WRITTEN INSTRUCTION A ::
Extract each line from the rows below that contains the string "Locate". Case must match exactly.

=== SOURCE PASSAGE ===

How Integration Works

Integration with Terracotta DSO is implemented using Terracotta Integration Modules (TIMs), which are installed along with Terracotta clients on the application servers in a cluster. A TIM is a set of configuration elements packaged together as a single, includable module within the Terracotta configuration. Including a TIM in your project is as simple as adding one line to a configuration file.

In the following example, support for clustering Spring Security 2.0 with Terracotta DSO is achieved by adding the following line to the Terracotta configuration file:

<module name="tim-spring-security-2.0" />

Module Versions Are Optional Since the tim-get script finds the optimal version for the current installation of the Terracotta kit, module versions are optional.

While a Terracotta configuration file resides with a Terracotta server instance, TIMs are never installed on Terracotta server instances. This is because applications are never integrated with Terracotta server instances, only with Terracotta clients. Terracotta clients get their TIM configurations when they fetch the Terracotta configuration file from a Terracotta server instance or by having their own Terracotta configuration files.

TIMs are available for many software products. The easiest and most efficient way to download and install TIMs is through the tim-get.

You can view the full complement of TIMs in any of the following ways:

• See the Terracotta Forge
• Run tim-get.sh list to see top-level TIMs available to the current installation of Terracotta.

===

WRITTEN INSTRUCTION B ::
Output the Terracotta integration passage above in full, without any changes.

=== ENTRIES ===

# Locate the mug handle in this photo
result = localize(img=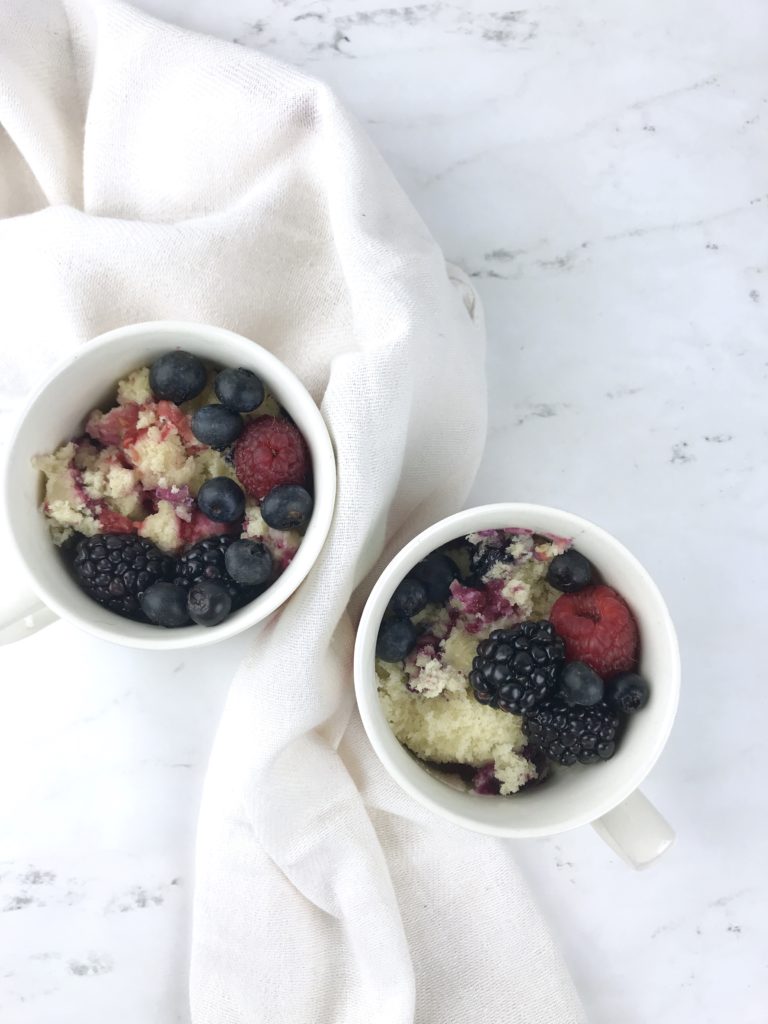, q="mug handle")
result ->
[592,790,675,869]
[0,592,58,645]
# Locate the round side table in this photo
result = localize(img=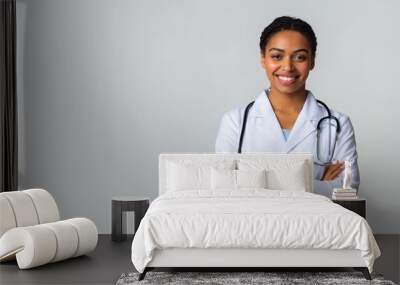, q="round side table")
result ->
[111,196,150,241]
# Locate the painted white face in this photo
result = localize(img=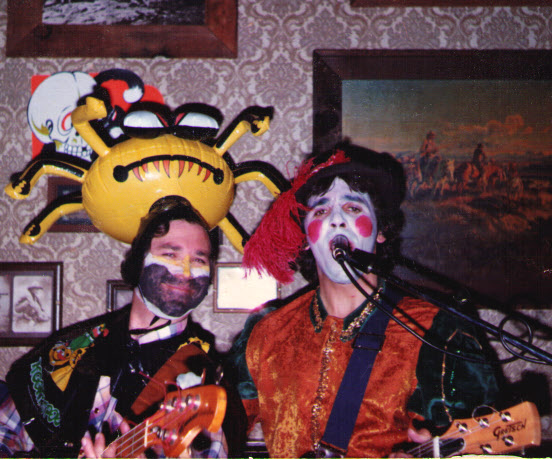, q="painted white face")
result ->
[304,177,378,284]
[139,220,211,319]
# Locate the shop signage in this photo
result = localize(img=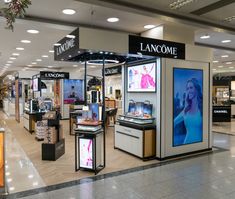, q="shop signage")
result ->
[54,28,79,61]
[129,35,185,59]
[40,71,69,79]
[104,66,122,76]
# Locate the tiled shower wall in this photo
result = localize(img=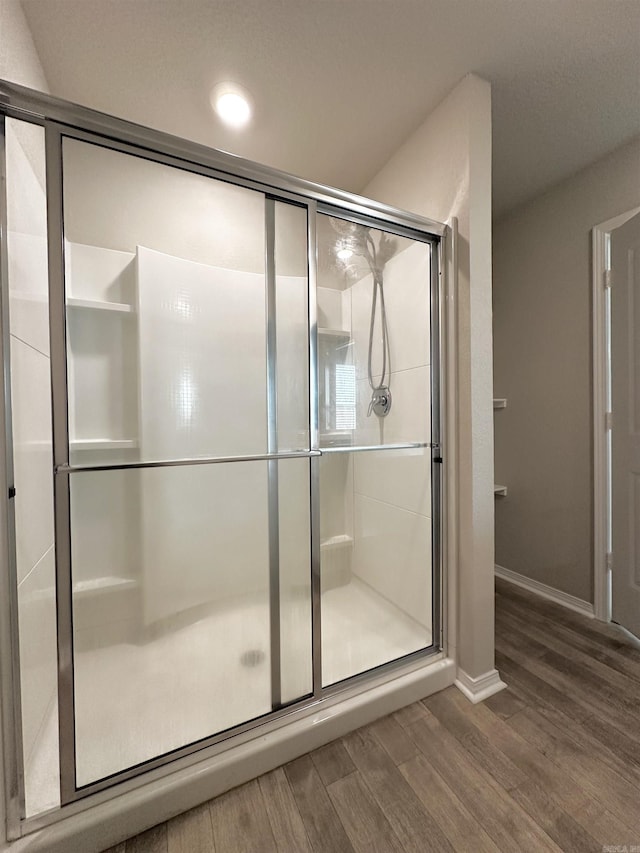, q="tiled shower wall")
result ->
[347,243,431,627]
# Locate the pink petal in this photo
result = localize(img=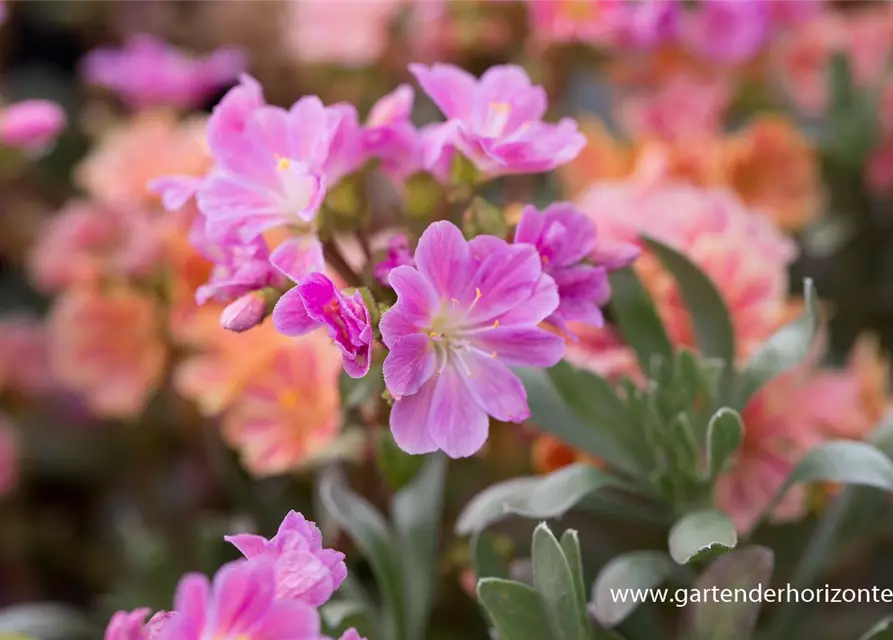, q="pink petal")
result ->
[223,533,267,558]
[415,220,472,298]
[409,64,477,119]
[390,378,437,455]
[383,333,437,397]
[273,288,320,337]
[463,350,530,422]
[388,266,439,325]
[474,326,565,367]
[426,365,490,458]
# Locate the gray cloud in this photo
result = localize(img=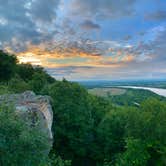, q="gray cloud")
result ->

===

EXERCISE RESPONSE A ::
# Locate the mug handle in this photo
# Locate the round side table in this photo
# Locate the painted white face in this photo
# Locate the shop signage in this photo
# Locate the tiled shower wall in this photo
# Locate the pink petal in this photo
# Locate the gray cloud in this photo

EXERCISE RESPONSE B ::
How Integration Works

Integration with Terracotta DSO is implemented using Terracotta Integration Modules (TIMs), which are installed along with Terracotta clients on the application servers in a cluster. A TIM is a set of configuration elements packaged together as a single, includable module within the Terracotta configuration. Including a TIM in your project is as simple as adding one line to a configuration file.

In the following example, support for clustering Spring Security 2.0 with Terracotta DSO is achieved by adding the following line to the Terracotta configuration file:

<module name="tim-spring-security-2.0" />

Module Versions Are Optional Since the tim-get script finds the optimal version for the current installation of the Terracotta kit, module versions are optional.

While a Terracotta configuration file resides with a Terracotta server instance, TIMs are never installed on Terracotta server instances. This is because applications are never integrated with Terracotta server instances, only with Terracotta clients. Terracotta clients get their TIM configurations when they fetch the Terracotta configuration file from a Terracotta server instance or by having their own Terracotta configuration files.

TIMs are available for many software products. The easiest and most efficient way to download and install TIMs is through the tim-get.

You can view the full complement of TIMs in any of the following ways:

• See the Terracotta Forge
• Run tim-get.sh list to see top-level TIMs available to the current installation of Terracotta.